Selected text:

◆ ◆ ◆ ◆ ◆ ◆ ◆

The geology of the study area is characterized by the presence of plutonic bodies associated with the Coastal Batholith; their ages vary from the Upper Paleozoic to the Upper Jurassic. These plutonic bodies are aligned in NW-SE direction stripes. On the other hand, volcanic sequences and to a lesser extent sediment with ages ranging from the Jurassic to the Lower Cretaceous are recognized. In most of the Paleozoic units, foliation has been registered in a NW-SE direction and keeping towards the SW [55]. As for the eastern section of the study area, it is characterized by the presence of a series of stratified sequences of NS orientation and with ages that vary from the Upper Jurassic to the Lower Cretaceous. These units are intruded by Jurassic and Cretaceous granitoids (see Figure 3).

◆ ◆ ◆ ◆ ◆ ◆ ◆

Objectives:
1 - Answer these questions about the geology text:
(a) In what direction are the plutonic bodies of the Coastal Batholith aligned?
(b) What orientation do the stratified sequences in the eastern section of the study area have?
(c) What intrudes the units in the eastern section?
2 - Carry on the geology text from its last sentence.
The listing that comes next has no connection to the geology text.

Collected material:

◆ ◆ ◆ ◆ ◆ ◆ ◆

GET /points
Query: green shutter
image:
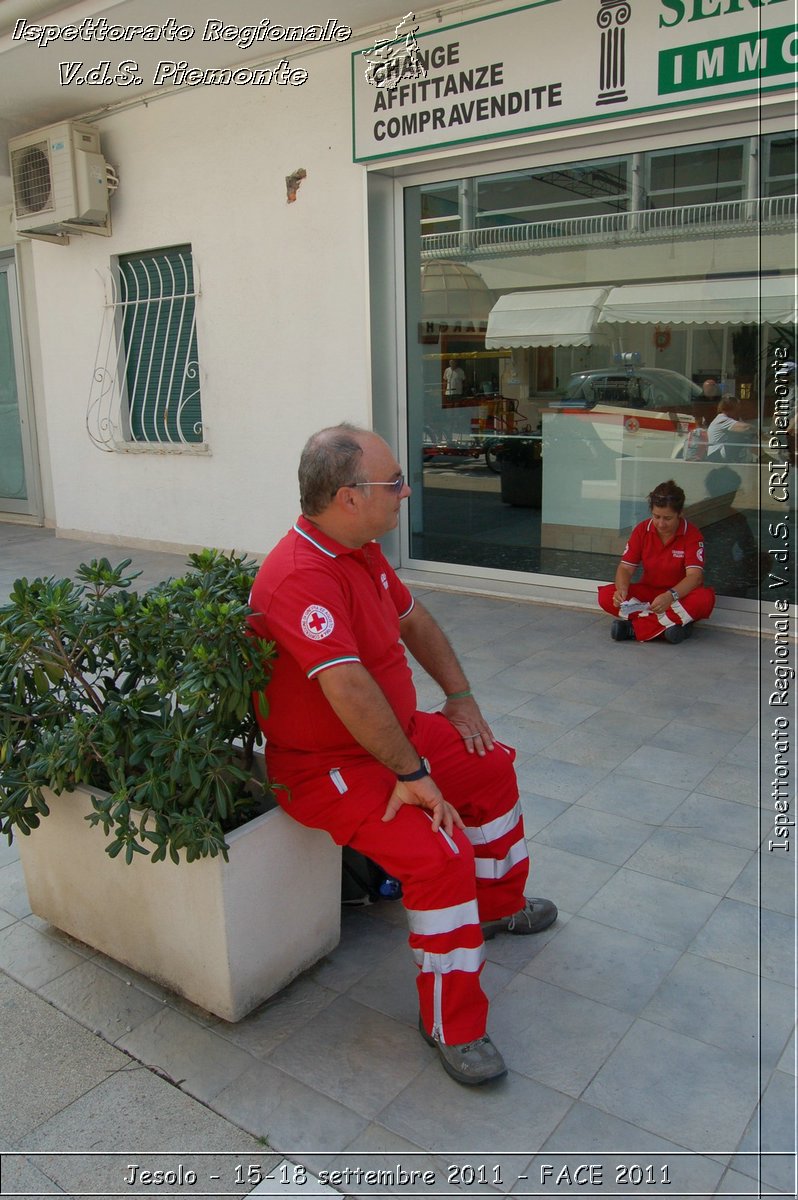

◆ ◆ ◆ ◆ ◆ ◆ ◆

In response:
1 -
(a) They are aligned in NW-SE direction stripes.
(b) They have a NS orientation.
(c) Jurassic and Cretaceous granitoids intrude them.

2 -
The Paleozoic units correspond to large plutonic bodies that are distributed along the western slope of the Cordillera de la Costa. Its lithology consists mainly of tonalites, granodiorites and monzogranites from amphibole and biotite. In addition, metamorphic rocks are found, of plutonic protolith with tectonic foliation [55]. Triassic intrusive rocks occur in the SW zone of the study area. The lithology consists mainly of gneissic diorites, amphibolites, quartz diorites, and partially metamorphosed gabros; they present ductile gneissic foliation, with a NW orientation keeping towards the south. The most voluminous intrusive units correspond to the Jurassic granitoids. The lithology varies between granite, tonalite, granodiorite, and gabros to a lesser extent; towards the westernmost sectors there is a ductile NW-SE foliation; towards this, foliation decreases progressively. Intrusive Cretaceous outcrops are on the eastern slopes of the Cordillera de la Costa. They are plutonic granitoids that intrude both Jurassic intrusives and volcanic and sedimentary rocks of Jurassic and Cretaceous ages [57].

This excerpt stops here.